В этом восприятии истории через призму натертых полов и пропавших часиков уже обнаруживалось сужение революции до размеров ничем не примечательного, едва нарушившего ритм жизни события. Так продолжается и дальше. Где-то гремят бои, где-то слышатся выстрелы, а герой все думает о пропавших часиках. Как вдруг вспоминает, что "ихние часишки" он сам "в кувшин с пудрой пихнул". И бежит он по улицам, и берет его "какая-то неясная тревога. Что это, думаю, народ как странно ходит боком и вроде как пугается ружейных выстрелов и артиллерии?
Спрашиваю у прохожих. Отвечают: "Октябрьская революция". А в мыслях у Ефима Григорьевича - только часики пропавшие. Услышал он, что произошла революция, "поднажал... - и на Офицерскую". Только увидел он - графа ведут арестованного, рванулся к нему - про "часи[118]ки" сказать, а в это время мотор и задел его, и пихнул колосьями в сторону. Так и остались у Ефима Григорьевича следы на ступне.
Зощенко мало было рассказать этот удивительный случай о том, как человек прошел через революцию с мыслью о потерянных графских часах; он углубляет тему, обозначив в ней два скрытых плана. Один - большой мир, революция, артиллерия, ружейные выстрелы, а другой - мир, где революция выступает ординарно, как день, не выпадающий из других дней недели, день, где потерянные часики значат больше, чем революция. Ровным перечислением - "в понедельник я им полы натер, в субботу революция, а во вторник ко мне ихний швейцар бежит" Зощенко наметил контуры мира, где не существует резких сдвигов и где революция не входит в сознание человека как решающий катаклизм времени.
Эти два мира не выдуманы автором - они действительно существовали в общественном сознании эпохи, характеризуя ее сложность и противоречивость. Наделавшая немало шума фраза Зощенко: "А мы потихоньку, а мы полегоньку, а мы вровень с русской действительностью" - вырастала из ощущения тревожного разрыва между этими двумя мирами, между "стремительностью фантазии" и реальной "русской действительностью". Проходя путь, лежащий между ними, высокая идея встречала на своем пути препятствия, коренившиеся в инерции психики, в системе старых, веками складывавшихся отношений между человеком и миром.
Так инертность человеческой природы, косность нравственной жизни, быта стали основными объектами художественного познания Зощенко.
Поэтому только поверхностный наблюдатель мог в 20-е годы ограничиться мыслью о том, что мещанство в изображении Зощенко - это мелкая городская буржуазия, "городские жители, мещане, имеющие какую-либо небольшую собственность"301.

□ □ □

* _Условие задачи 1_:
Перепишите строки набора данных от строки со словами «the ponytail, each» до конца набора включительно, заменив «Markers» на «Points» и сохранив всё остальное без изменений. Изображения в ответ не включайте.

(Записи о расположении объектов на изображениях)
□ □ □

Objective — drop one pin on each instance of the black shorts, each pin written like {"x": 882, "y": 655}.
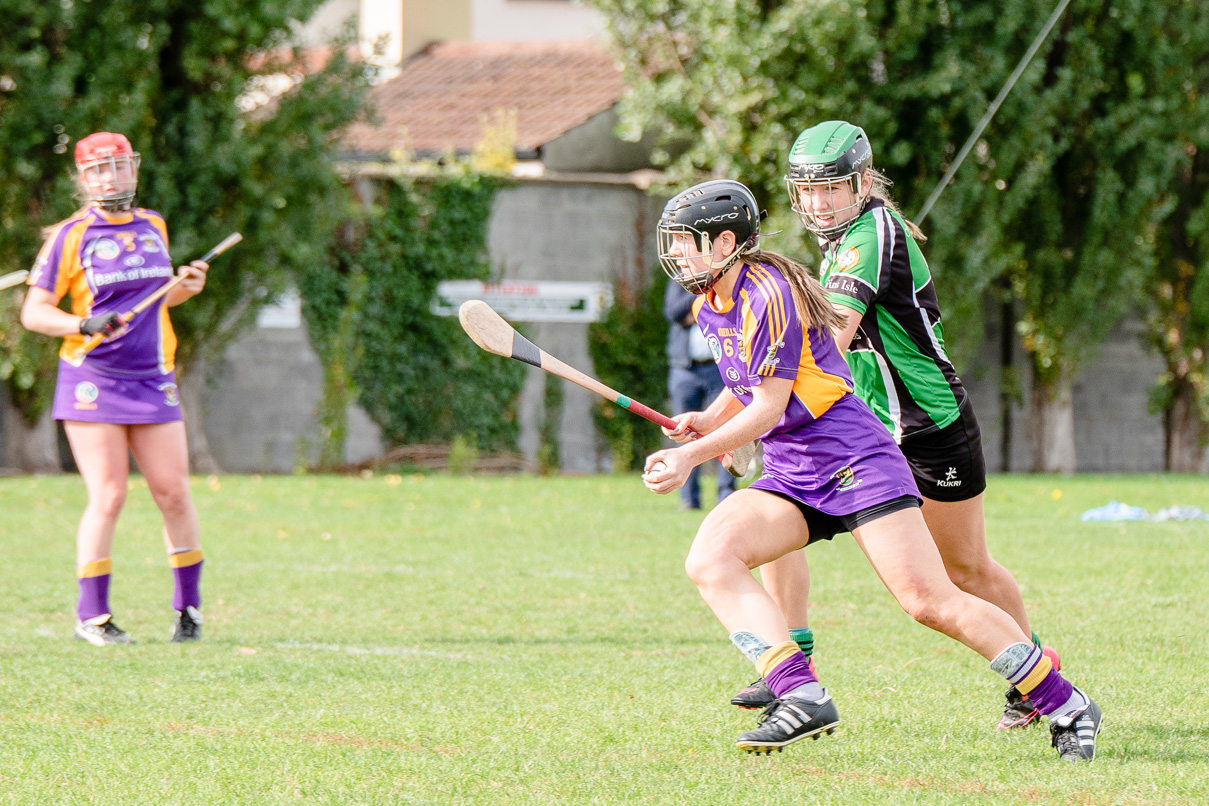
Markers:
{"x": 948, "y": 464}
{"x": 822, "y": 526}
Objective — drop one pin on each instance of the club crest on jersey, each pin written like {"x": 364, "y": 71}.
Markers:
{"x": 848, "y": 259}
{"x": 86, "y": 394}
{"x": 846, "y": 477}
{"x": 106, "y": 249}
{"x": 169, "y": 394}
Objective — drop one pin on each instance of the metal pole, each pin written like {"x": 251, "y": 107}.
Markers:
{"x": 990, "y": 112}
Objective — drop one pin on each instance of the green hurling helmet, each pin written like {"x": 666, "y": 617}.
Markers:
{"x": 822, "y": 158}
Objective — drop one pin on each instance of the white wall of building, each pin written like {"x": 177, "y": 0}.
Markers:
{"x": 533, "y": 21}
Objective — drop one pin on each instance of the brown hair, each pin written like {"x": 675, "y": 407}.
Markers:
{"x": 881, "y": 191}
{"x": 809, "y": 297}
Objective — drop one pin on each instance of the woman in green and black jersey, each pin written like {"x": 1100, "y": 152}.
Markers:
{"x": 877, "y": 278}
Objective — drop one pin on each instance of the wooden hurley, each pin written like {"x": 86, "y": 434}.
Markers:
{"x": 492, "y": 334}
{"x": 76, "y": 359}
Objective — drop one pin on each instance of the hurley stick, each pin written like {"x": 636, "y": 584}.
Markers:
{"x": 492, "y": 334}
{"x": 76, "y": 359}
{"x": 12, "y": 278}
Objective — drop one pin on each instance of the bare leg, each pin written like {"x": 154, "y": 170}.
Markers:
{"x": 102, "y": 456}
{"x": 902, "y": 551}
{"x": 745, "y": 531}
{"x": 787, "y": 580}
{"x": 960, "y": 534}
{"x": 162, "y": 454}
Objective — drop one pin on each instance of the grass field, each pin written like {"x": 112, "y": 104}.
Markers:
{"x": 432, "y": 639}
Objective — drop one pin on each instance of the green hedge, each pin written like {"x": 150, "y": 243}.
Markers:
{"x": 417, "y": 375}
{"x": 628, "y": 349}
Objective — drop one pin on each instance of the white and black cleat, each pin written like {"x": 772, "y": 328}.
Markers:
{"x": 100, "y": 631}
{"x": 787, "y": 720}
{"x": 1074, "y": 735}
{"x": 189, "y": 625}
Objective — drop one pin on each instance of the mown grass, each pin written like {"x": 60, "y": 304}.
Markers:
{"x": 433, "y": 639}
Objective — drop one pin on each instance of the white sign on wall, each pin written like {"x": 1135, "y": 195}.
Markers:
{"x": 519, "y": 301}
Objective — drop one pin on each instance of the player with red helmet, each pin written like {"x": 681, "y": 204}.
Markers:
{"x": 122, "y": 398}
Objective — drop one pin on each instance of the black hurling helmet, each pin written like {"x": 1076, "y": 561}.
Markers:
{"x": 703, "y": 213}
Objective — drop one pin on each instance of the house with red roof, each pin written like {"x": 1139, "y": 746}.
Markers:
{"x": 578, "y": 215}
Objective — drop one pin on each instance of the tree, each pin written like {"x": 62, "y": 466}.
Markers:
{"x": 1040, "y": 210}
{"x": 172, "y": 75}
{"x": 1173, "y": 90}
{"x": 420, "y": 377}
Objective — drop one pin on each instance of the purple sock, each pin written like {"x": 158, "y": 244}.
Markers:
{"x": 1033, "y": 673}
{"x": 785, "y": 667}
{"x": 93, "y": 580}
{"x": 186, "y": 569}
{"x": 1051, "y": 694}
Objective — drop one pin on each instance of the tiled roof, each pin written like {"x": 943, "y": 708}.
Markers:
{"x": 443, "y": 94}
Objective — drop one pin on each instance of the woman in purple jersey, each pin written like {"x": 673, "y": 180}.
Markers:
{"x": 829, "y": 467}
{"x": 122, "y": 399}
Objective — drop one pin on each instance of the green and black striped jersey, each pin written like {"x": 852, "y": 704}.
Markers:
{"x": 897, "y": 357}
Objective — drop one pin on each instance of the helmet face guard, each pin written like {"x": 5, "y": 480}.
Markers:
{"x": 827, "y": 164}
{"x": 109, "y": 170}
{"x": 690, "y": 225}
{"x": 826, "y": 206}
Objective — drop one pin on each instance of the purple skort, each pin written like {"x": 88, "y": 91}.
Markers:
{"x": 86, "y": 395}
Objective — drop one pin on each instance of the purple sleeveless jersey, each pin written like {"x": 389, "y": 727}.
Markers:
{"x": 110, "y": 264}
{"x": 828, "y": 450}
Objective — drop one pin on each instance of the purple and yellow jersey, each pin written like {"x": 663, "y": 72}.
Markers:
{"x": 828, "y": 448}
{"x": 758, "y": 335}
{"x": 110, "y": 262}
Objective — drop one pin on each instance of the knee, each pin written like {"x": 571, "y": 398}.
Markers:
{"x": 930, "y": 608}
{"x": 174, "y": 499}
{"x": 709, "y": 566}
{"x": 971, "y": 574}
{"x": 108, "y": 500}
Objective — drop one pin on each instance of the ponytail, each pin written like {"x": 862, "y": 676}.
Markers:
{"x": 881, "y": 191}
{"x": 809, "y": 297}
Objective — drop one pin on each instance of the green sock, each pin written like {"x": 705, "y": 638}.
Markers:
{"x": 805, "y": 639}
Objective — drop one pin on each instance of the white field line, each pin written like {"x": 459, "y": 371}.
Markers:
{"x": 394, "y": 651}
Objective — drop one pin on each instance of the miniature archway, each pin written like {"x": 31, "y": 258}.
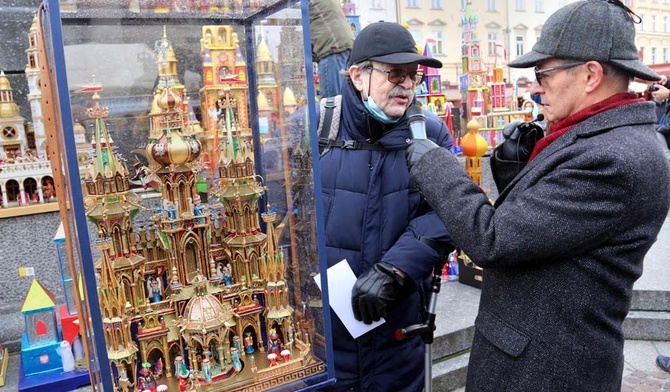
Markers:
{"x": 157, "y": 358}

□ □ □

* _Условие задачи 2_:
Выведите без изменений фрагмент текста о Зощенко от слов «Эти два мира» до слов «художественного познания Зощенко.» включительно.

* _Ответ на задачу 1_:
Objective — drop one pin on each instance of the ponytail, each pin written like {"x": 862, "y": 676}.
Points:
{"x": 881, "y": 191}
{"x": 809, "y": 297}
Objective — drop one pin on each instance of the green sock, each pin written like {"x": 705, "y": 638}.
Points:
{"x": 805, "y": 639}
Objective — drop one pin on each instance of the white field line, each pin written like {"x": 459, "y": 371}.
Points:
{"x": 394, "y": 651}
Objective — drop one pin on each instance of the miniature archway, each pin written like {"x": 31, "y": 258}.
Points:
{"x": 157, "y": 358}

* _Ответ на задачу 2_:
Эти два мира не выдуманы автором - они действительно существовали в общественном сознании эпохи, характеризуя ее сложность и противоречивость. Наделавшая немало шума фраза Зощенко: "А мы потихоньку, а мы полегоньку, а мы вровень с русской действительностью" - вырастала из ощущения тревожного разрыва между этими двумя мирами, между "стремительностью фантазии" и реальной "русской действительностью". Проходя путь, лежащий между ними, высокая идея встречала на своем пути препятствия, коренившиеся в инерции психики, в системе старых, веками складывавшихся отношений между человеком и миром.
Так инертность человеческой природы, косность нравственной жизни, быта стали основными объектами художественного познания Зощенко.